Edited by BruiseWayne
Posted
I think he may also just be fulling a role that he thinks and sees that you want. Please consider taking ownership for the fact that your profile doesn't read 'fainthearted'

And in your post im wondering what the real question is here? Whether he is pushing or forcing, or whether its okay for you to want it, ir to want it much faster than you originally thought might be okay.

As all the good people say, if you want it slower, its your absolute right, ask for it and if it doesn't happen, red flag.

If you want it faster than you originally thought, regroup, get some strands that you can use to ground yourself, and then try flying. Hey why not.

If you talk like a big dog and walk like a big dog and get collared like a big dog, and then emerge as a puppy, it xouod get messy all around and not be anybody's fault.

Damn, soverignity can be a *** some time. I read married on your profile too, but didn't look at the detail of how that plays out.

Please be careful.
Posted
SafeWord it and tell him you need to have a conversation if he doesn’t want to listen and continues. Then see their reaction and what happens from there ,set your boundaries. Have a conversation and evaluate the situation from there and ask them how they are feeling about it , and get their side . Make sure they are on the same page and that the communication isn’t lost. But always trust your gut .
Posted
Charming is a common trait of manipulative; not saying that your gentleman is, but something to keep in mind.

I will also note that dominants also push soft limits, so if you were not clear in your conviction (hard limit) of keeping things slow, some pushing is somewhat understandable.

Although this is the type of thing that should occur once you are in a relationship/dynamic I would think.

So I am apt to agree with the masses and agree with others, he is not RESPECTING the boundaries (limits) that you set. I feel a good relationship and/or dynamic is built on mutual respect. If he is not respecting you, he should not earn your respect.

Communication is also key in a strong relationship. I would suggest opening a conversation with him and being clear about your expectations and concerns. Let him know that if he does not respect your concerns (hard limits) he will not earn your respect.

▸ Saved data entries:
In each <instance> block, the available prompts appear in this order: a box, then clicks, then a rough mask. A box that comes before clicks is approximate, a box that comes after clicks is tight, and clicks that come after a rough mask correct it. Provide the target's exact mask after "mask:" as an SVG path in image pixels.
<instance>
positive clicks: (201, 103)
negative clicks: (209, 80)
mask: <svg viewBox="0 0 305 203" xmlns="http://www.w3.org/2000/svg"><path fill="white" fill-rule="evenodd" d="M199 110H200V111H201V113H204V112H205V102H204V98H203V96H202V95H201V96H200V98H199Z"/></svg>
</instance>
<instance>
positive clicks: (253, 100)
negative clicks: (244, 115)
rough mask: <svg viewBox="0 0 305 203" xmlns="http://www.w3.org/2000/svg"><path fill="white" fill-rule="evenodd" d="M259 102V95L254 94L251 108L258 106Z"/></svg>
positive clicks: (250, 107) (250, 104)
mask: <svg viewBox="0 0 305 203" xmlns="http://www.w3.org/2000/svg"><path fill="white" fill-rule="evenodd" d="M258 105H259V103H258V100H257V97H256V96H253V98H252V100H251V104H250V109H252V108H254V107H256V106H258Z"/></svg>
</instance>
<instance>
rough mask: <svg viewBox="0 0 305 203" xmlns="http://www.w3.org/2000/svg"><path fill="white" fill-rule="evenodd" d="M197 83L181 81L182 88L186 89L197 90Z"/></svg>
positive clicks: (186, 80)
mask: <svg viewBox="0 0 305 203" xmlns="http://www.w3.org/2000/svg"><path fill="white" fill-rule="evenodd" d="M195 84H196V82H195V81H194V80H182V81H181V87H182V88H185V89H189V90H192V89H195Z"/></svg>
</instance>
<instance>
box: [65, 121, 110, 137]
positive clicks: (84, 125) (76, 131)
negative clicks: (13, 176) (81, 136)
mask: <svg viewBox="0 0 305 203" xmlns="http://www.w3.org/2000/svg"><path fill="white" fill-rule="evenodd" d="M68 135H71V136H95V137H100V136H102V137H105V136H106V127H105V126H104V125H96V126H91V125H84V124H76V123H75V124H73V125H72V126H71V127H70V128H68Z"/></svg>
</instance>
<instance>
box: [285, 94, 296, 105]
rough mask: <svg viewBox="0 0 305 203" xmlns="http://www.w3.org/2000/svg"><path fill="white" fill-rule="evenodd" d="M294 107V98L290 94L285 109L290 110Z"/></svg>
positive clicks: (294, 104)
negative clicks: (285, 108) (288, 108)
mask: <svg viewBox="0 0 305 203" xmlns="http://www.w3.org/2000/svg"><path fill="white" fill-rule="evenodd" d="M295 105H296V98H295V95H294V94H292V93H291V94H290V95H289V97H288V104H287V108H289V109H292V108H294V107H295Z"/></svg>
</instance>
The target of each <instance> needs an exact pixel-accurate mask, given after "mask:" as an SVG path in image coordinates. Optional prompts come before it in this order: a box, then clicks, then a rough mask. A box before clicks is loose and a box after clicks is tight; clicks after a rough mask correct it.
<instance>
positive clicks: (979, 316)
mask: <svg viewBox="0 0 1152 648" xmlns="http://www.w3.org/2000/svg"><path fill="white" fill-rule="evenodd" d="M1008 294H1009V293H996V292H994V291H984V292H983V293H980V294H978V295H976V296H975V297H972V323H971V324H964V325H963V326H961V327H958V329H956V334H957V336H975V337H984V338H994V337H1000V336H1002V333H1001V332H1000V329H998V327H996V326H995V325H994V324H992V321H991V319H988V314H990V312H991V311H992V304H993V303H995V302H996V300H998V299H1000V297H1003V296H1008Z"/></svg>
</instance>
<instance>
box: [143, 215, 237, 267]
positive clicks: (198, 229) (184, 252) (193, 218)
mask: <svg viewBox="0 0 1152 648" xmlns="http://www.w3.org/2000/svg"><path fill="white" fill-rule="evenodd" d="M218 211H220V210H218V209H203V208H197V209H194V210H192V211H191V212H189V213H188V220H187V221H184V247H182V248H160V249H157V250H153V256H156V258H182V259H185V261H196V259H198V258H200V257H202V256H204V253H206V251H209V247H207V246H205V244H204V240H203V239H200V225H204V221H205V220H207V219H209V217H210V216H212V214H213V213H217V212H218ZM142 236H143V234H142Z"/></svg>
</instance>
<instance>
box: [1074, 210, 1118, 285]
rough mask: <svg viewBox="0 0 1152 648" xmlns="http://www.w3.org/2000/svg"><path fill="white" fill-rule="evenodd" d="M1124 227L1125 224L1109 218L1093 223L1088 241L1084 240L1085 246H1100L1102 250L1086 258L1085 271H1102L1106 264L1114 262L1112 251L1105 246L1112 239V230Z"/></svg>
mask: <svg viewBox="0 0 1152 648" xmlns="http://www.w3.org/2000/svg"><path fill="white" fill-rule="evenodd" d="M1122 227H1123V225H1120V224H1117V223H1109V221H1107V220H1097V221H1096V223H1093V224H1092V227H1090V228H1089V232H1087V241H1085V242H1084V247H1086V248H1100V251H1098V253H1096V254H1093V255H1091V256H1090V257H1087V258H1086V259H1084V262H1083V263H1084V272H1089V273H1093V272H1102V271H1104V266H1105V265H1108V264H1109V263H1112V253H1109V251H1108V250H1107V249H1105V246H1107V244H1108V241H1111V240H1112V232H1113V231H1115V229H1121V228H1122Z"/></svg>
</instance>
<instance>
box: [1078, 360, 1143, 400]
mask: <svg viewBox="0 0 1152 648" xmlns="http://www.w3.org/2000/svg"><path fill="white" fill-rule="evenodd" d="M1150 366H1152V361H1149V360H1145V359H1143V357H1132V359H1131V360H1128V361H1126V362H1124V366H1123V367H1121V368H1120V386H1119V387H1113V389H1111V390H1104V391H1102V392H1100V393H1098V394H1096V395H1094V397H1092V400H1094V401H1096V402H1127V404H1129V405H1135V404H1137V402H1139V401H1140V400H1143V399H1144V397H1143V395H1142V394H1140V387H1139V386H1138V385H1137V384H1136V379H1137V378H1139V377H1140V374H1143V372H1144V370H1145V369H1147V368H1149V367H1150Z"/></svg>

▸ Your objective: Decide whether each statement agrees with the forum thread, answering yes or no and quoting the words of the thread that settle it: (a) one reply advises using a safeword and asking for a conversation if he keeps going; (b) one reply says the man's charm proves he is manipulative; (c) one reply claims dominants never push soft limits.

▸ Response box:
(a) Yes: "SafeWord it and tell him you need to have a conversation if he doesn’t want to listen and continues."
(b) No: "Charming is a common trait of manipulative; not saying that your gentleman is, but something to keep in mind."
(c) No: "I will also note that dominants also push soft limits"